Problem requirements: Gather every line of the listing below that contains the word "positive", matching case exactly.

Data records
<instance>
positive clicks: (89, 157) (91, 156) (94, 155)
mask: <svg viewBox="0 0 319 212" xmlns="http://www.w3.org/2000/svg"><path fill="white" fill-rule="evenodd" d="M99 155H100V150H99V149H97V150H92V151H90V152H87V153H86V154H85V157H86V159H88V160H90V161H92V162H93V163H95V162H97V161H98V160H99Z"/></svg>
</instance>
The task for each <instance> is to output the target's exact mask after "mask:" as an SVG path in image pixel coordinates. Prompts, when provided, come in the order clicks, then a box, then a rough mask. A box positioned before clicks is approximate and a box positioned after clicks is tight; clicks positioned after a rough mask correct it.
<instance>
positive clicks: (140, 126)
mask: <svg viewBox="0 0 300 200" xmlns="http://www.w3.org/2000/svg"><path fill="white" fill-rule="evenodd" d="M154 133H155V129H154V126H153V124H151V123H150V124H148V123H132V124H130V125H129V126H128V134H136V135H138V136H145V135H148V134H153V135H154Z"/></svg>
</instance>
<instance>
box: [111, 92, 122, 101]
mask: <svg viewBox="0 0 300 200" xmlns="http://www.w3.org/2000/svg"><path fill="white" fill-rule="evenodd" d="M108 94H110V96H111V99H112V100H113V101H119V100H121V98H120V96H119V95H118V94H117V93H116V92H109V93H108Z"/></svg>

Written response:
positive clicks: (89, 157) (91, 156) (94, 155)
positive clicks: (140, 126)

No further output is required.